ASSIGNED TASK:
Word for word, restate every line from the one with "Target: spectator" through the end of the records below, both included, and add nothing.

DATA:
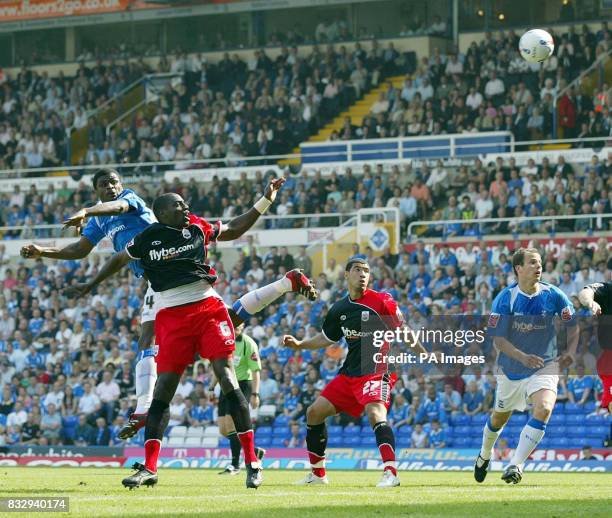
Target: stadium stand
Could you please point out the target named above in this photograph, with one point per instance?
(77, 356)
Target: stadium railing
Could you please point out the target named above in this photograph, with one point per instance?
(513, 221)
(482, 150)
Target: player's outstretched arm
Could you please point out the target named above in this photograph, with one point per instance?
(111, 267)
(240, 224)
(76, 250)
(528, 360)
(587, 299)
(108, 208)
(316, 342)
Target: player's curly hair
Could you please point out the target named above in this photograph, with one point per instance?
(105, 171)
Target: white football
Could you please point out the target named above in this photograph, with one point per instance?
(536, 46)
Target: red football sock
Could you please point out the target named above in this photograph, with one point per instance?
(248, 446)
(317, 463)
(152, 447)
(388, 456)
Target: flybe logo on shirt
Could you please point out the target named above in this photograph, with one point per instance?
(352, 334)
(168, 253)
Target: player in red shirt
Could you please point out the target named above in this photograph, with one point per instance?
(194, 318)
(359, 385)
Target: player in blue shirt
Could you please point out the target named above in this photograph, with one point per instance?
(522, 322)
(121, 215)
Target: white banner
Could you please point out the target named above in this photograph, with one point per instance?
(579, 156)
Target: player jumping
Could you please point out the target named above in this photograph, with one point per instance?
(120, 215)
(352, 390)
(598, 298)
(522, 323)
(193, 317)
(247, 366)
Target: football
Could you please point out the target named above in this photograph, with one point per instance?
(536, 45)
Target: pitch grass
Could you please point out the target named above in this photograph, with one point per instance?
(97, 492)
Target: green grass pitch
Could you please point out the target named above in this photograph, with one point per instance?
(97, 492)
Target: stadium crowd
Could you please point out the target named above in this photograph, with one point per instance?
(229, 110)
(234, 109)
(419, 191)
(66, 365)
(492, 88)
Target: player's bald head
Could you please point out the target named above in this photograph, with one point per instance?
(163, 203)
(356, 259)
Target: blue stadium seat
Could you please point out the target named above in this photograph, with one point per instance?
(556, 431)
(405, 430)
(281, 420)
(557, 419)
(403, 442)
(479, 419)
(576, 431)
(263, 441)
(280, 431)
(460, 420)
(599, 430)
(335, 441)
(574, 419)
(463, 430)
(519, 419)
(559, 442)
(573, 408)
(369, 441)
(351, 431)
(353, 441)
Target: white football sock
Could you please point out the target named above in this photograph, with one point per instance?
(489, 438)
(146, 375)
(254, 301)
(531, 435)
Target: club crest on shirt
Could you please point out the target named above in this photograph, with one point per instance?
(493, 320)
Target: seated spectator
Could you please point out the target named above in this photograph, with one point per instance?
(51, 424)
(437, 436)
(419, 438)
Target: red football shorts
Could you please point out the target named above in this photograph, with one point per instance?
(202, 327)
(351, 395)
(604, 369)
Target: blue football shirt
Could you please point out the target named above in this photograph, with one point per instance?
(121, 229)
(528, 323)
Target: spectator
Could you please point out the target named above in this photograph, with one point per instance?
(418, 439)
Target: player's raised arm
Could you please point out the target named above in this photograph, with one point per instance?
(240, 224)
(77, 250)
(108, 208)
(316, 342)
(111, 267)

SOLUTION FOR THIS EXERCISE:
Target: spectator
Could you please point out the target named above in this photograph, with one point per instance?
(418, 439)
Target: player's raised arm
Could you please point out the target named above in this photograph, with one point per instance?
(240, 224)
(77, 250)
(108, 208)
(316, 342)
(111, 267)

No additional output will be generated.